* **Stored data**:
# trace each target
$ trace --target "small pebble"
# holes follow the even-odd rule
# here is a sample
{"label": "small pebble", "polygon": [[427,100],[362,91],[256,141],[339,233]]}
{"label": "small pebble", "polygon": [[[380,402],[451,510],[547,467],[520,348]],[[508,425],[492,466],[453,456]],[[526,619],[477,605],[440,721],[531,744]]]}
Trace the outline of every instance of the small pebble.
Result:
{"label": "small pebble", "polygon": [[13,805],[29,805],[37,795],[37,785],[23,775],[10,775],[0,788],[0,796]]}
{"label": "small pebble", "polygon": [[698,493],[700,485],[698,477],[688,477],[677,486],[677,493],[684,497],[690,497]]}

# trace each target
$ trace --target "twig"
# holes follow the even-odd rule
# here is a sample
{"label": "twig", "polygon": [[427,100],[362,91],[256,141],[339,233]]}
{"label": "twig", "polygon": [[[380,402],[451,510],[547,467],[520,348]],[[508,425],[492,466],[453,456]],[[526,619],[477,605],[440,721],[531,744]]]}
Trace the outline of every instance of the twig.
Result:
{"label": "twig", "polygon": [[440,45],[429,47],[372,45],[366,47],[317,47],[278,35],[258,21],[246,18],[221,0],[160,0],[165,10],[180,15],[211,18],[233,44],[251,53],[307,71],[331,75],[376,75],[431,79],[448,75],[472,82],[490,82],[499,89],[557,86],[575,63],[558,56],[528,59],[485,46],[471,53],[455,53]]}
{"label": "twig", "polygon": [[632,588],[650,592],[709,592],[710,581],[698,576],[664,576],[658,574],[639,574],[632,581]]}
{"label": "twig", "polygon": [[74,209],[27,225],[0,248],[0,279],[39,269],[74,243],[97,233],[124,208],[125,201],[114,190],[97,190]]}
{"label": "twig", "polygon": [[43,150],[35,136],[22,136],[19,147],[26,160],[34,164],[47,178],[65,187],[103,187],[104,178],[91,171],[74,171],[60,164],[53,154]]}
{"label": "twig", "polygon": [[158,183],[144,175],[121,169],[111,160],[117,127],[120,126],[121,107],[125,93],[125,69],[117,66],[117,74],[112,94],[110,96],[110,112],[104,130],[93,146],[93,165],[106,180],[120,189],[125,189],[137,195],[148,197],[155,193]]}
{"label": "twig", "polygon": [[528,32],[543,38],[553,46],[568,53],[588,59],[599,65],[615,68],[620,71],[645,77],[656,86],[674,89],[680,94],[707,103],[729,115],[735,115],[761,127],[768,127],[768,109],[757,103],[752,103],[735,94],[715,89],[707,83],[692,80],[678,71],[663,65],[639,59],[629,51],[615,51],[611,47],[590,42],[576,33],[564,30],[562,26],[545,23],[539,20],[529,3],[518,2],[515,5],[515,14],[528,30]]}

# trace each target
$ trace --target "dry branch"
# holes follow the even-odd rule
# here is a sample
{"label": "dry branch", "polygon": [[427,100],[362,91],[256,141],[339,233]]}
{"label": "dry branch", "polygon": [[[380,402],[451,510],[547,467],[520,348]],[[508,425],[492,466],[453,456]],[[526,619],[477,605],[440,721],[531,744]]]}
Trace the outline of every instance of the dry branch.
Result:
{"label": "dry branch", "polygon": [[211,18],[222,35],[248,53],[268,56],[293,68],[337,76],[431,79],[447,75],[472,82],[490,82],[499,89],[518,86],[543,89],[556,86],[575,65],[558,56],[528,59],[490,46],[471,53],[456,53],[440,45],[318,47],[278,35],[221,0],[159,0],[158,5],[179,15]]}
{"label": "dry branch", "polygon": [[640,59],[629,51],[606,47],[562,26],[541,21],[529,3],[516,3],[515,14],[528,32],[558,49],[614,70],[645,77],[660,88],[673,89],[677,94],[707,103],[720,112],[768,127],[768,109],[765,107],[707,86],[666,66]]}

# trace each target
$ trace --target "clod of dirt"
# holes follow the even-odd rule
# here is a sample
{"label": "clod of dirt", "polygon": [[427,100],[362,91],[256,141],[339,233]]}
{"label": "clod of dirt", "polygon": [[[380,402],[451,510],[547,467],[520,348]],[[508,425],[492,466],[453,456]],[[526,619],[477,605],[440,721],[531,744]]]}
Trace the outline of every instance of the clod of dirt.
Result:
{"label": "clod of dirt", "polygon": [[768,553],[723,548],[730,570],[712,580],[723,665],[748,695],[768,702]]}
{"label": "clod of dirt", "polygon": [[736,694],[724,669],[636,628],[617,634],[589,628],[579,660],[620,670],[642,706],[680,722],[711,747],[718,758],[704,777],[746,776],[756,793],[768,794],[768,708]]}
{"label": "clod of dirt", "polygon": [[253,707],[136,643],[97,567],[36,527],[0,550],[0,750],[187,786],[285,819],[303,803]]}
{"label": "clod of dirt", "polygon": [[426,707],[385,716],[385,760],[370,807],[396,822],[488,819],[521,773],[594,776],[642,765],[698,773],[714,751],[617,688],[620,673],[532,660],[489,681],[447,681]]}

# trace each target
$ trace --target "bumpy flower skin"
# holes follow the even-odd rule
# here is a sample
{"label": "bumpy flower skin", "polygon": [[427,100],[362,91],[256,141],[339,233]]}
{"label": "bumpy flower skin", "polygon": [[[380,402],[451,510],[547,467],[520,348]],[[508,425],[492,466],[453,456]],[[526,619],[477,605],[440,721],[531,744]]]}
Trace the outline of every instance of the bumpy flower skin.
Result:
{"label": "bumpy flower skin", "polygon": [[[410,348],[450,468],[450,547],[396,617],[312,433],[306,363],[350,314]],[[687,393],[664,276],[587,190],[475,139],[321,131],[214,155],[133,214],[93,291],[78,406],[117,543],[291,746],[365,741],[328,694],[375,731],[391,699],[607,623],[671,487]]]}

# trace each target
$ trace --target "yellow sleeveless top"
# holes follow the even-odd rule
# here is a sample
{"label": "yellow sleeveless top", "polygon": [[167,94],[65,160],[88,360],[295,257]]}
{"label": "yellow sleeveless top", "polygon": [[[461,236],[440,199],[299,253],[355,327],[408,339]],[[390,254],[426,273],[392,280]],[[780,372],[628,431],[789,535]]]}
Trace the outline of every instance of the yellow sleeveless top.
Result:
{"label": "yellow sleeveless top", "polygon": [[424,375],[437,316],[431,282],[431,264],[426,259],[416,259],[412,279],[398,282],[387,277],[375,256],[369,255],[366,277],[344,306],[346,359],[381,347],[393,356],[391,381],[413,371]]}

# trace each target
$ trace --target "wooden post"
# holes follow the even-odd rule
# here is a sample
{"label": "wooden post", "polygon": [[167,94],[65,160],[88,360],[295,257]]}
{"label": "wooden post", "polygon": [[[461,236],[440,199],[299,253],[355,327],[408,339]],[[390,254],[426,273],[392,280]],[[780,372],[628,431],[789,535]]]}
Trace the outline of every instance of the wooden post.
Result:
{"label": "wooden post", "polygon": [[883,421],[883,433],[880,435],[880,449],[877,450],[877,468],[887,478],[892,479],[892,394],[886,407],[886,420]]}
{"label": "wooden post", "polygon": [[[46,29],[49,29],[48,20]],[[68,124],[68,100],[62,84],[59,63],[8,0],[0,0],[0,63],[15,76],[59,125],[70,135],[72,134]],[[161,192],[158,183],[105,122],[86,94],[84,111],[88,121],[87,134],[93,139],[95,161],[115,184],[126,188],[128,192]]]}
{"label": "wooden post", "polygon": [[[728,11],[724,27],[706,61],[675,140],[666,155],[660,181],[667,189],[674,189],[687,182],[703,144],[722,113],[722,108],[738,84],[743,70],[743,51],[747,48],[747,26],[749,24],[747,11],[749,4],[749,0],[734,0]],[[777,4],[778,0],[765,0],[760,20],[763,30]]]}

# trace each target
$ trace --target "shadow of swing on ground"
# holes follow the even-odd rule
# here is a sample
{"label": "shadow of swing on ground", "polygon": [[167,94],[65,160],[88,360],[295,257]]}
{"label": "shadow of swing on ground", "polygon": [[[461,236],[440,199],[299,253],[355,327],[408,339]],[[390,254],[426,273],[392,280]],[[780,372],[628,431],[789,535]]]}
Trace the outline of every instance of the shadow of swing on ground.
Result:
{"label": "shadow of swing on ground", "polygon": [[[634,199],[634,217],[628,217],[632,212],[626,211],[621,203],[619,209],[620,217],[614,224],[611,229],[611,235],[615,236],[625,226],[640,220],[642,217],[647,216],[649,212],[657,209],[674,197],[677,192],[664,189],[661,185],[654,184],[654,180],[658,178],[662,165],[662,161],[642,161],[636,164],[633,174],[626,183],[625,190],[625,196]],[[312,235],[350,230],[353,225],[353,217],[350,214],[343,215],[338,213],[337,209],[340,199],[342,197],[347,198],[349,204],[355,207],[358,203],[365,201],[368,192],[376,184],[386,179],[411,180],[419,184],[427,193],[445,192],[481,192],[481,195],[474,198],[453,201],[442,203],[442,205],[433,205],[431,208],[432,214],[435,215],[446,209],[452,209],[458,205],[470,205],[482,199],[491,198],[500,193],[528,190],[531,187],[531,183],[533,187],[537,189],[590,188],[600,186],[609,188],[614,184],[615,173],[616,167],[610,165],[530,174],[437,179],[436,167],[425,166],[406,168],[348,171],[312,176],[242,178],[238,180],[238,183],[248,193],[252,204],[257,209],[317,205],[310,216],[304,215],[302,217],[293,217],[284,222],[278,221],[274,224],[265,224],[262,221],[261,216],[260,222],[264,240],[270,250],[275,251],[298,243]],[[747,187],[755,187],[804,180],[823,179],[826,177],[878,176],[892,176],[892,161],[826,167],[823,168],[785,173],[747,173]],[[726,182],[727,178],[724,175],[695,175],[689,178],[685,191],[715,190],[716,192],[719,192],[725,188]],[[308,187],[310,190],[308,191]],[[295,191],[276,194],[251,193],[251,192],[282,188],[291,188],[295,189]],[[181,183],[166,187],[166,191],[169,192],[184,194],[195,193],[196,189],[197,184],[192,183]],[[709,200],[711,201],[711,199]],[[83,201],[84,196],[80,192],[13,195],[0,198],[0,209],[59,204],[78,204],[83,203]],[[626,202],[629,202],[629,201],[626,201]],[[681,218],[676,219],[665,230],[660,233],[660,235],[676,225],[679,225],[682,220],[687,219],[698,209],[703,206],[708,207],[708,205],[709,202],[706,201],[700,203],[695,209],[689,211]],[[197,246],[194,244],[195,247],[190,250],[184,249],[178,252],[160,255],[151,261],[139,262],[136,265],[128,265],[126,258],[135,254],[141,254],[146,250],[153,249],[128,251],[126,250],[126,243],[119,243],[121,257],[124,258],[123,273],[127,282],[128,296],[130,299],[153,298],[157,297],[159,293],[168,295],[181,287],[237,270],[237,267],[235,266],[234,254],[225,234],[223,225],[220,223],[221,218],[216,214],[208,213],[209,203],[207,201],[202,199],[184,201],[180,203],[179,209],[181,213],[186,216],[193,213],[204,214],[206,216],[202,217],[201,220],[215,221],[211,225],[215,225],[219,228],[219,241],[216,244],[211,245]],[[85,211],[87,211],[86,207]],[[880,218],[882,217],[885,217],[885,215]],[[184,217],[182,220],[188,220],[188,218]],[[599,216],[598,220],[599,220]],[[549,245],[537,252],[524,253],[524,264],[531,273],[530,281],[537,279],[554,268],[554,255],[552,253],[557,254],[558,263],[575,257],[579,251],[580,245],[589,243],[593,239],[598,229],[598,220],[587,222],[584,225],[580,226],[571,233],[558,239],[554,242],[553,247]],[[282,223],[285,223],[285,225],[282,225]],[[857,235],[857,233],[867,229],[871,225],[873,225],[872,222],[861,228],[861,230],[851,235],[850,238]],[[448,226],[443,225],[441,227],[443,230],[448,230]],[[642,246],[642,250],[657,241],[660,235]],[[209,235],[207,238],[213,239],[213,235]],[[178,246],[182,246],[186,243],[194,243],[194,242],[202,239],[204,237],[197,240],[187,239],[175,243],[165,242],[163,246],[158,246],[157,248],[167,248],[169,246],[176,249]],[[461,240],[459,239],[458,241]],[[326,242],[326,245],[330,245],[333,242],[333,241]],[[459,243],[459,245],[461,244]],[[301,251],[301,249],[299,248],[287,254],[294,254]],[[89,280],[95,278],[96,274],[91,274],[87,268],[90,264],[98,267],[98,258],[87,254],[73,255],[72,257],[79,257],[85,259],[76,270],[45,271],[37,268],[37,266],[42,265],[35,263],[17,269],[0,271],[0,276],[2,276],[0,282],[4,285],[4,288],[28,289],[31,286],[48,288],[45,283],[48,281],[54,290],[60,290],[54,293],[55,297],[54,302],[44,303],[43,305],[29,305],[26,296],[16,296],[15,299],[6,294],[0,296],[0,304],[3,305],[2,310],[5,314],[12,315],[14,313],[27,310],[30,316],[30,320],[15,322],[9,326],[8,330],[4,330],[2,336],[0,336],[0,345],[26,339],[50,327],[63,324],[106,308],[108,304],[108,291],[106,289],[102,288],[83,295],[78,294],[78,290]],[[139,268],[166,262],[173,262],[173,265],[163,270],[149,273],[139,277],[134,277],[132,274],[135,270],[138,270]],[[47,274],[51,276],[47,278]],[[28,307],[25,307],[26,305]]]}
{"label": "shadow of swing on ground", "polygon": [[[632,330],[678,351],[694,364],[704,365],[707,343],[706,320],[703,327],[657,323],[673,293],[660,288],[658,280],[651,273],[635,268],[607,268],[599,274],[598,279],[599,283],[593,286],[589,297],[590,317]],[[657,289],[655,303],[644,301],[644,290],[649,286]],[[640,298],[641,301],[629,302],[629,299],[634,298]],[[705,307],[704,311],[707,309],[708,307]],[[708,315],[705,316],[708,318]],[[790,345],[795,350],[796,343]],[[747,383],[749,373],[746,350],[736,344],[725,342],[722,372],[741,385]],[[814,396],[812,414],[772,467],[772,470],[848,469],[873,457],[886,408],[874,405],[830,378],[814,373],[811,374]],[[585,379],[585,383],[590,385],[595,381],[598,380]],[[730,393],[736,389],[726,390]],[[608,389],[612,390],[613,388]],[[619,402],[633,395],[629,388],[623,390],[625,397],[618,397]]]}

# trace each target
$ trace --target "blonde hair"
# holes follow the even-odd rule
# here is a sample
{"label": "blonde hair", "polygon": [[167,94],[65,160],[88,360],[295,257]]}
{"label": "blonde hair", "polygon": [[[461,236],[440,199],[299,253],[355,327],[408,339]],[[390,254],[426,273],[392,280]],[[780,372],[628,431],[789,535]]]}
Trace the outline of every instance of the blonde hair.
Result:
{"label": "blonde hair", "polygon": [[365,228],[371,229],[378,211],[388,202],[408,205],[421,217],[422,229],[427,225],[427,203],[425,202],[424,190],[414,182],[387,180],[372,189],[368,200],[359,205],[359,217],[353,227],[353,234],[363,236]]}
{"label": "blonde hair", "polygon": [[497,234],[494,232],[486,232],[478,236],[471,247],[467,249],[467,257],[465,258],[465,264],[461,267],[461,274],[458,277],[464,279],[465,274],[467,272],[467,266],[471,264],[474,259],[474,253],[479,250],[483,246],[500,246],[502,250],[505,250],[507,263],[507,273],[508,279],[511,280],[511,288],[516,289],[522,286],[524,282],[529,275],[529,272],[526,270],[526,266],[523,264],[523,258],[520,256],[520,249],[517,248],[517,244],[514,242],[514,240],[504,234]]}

* **DESCRIPTION OF THE TASK**:
Count the lines in the items that contain the string "instance", treating uppercase and lowercase as different. Give only the number.

* **RESULT**:
9